▸ Tugas singkat a: Tampilkan setiap baris catatan yang memuat kata "flag". Huruf besar dan kecil dibedakan.

▸ Teks halaman:
# # #

Oleh : Akhmad Muwafik Saleh
Puasa adalah kewajiban yang ditetapkan oleh Alllah SWT kepada ummat manusia sejak dahulu hingga ummat Nabi Muhammad. Sebagai mekanisme ilahiyah bagi umat manusia untuk menghidupkan hubungannya dengan Allah swt dan sesama manusia. Konstruksi Hukum wajib menandakan bahwa suatu amalan tersebut bersifat memaksa yang ditetapkan oleh yang memiliki kedudukan lebih tinggi (Tuhan) kepada yang lebih rendah (Manusia) untuk dikerjakan dan apabila tidak mengerjakannya akan mendapatkan sanksi (dosa).
Karena sebagai sebuah kewajiban, maka balasannya pun (pahala) langsung dari Allah swt sebagai disebutkan dalam hadits:
عَنْ أَبِي هُرَيْرَةَ رَضِيَ اللهُ عَنْهُ، قَالَ: قَالَ رَسُولُ اللهِ صَلَّى اللهُ عَلَيْهِ وَسَلَّمَ: ” كُلُّ عَمَلِ ابْنِ آدَمَ يُضَاعَفُ، الْحَسَنَةُ عَشْرُ أَمْثَالِهَا إِلَى سَبْعمِائَة ضِعْفٍ، قَالَ اللهُ عَزَّ وَجَلَّ: إِلَّا الصَّوْمَ، فَإِنَّهُ لِي وَأَنَا أَجْزِي بِهِ، يَدَعُ شَهْوَتَهُ وَطَعَامَهُ مِنْ أَجْلِي
Artinya, “Dari Abi Hurairah Ra berkata, Rasulullah Saw bersabda, ‘Setiap amal anak Adam akan dilipatgandakan. Satu kebajikan dilipatgandakan 10 sampai 700 kali. Allah ‘Azza wa Jalla berfirman ‘Kecuali puasa karena puasa adalah untuk-Ku dan Aku-lah yang membalasnya. Dia meninggalkan kesenangan dan makananya karena-Ku,” (HR Muslim).

# # #

▸ Data tersedia:
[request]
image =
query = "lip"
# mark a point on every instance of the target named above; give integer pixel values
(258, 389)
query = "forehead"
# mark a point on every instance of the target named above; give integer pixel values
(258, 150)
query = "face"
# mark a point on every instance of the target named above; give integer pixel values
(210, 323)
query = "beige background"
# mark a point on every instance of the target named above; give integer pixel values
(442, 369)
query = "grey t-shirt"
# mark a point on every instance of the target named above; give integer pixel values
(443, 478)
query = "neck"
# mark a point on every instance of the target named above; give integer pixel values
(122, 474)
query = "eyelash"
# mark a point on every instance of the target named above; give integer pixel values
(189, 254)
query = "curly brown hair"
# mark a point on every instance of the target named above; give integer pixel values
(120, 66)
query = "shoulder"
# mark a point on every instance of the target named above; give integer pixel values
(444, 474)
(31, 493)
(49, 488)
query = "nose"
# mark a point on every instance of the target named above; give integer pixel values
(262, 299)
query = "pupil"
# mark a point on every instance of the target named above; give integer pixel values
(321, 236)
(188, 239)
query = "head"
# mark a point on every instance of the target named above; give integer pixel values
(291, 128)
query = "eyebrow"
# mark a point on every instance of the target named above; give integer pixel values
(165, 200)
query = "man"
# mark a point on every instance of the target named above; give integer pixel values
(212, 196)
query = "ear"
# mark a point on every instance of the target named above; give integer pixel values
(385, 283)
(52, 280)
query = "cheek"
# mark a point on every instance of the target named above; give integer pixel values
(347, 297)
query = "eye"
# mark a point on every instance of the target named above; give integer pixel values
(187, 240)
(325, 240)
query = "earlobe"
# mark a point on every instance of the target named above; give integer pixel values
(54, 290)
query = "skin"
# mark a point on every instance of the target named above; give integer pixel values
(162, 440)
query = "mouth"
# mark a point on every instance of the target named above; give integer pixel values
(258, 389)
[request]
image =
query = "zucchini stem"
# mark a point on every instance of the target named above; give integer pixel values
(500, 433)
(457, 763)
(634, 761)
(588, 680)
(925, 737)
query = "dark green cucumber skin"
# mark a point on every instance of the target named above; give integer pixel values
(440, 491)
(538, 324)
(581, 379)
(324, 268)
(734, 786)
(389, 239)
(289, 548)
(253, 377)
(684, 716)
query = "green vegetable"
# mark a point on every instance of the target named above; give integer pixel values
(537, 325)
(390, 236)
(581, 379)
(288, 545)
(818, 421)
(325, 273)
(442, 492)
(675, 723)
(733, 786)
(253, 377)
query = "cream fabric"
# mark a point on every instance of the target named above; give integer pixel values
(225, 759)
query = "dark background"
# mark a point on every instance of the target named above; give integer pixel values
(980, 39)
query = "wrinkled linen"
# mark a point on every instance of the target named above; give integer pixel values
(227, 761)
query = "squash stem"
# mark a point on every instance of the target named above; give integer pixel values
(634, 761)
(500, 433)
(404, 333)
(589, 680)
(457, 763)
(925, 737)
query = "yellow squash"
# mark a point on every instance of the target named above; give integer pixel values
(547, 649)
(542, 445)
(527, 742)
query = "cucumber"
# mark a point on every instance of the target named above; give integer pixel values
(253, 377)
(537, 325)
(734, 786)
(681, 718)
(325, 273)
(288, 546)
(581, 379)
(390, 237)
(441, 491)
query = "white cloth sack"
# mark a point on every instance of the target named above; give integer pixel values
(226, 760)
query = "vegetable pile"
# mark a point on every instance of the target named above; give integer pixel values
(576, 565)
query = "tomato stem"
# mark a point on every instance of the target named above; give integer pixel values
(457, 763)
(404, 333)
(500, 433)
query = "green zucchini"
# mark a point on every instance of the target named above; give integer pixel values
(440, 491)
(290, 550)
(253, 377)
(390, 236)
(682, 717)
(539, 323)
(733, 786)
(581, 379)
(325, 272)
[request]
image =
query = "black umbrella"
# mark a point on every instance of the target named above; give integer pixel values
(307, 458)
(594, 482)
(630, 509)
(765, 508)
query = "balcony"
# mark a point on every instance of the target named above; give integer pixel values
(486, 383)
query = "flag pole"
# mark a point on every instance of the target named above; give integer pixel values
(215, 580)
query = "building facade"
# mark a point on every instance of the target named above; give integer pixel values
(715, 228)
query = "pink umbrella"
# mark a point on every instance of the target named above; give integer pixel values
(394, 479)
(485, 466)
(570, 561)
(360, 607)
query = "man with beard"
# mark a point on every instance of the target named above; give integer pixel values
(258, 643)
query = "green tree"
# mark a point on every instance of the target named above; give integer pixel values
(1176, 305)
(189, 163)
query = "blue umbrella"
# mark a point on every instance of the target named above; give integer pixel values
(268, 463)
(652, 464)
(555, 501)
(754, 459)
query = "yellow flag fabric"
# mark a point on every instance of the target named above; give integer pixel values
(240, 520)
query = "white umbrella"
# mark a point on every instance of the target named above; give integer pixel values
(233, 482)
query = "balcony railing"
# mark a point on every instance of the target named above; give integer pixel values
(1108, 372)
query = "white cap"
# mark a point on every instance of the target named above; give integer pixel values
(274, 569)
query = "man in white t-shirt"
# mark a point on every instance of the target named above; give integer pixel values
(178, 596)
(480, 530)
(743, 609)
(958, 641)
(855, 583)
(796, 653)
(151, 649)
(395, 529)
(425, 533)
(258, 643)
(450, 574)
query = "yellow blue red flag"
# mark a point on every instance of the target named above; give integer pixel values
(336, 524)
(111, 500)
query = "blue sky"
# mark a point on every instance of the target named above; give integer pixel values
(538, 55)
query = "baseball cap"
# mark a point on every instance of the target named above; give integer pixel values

# # #

▸ Tugas singkat b: Tuliskan ulang tanpa diubah bagian teks tentang puasa di atas, mulai dari "Oleh : Akhmad" dan berakhir di "mendapatkan sanksi (dosa).".

▸ Hasil lengkap a:
query = "flag pole"
query = "yellow flag fabric"
query = "yellow blue red flag"

▸ Hasil lengkap b:
Oleh : Akhmad Muwafik Saleh
Puasa adalah kewajiban yang ditetapkan oleh Alllah SWT kepada ummat manusia sejak dahulu hingga ummat Nabi Muhammad. Sebagai mekanisme ilahiyah bagi umat manusia untuk menghidupkan hubungannya dengan Allah swt dan sesama manusia. Konstruksi Hukum wajib menandakan bahwa suatu amalan tersebut bersifat memaksa yang ditetapkan oleh yang memiliki kedudukan lebih tinggi (Tuhan) kepada yang lebih rendah (Manusia) untuk dikerjakan dan apabila tidak mengerjakannya akan mendapatkan sanksi (dosa).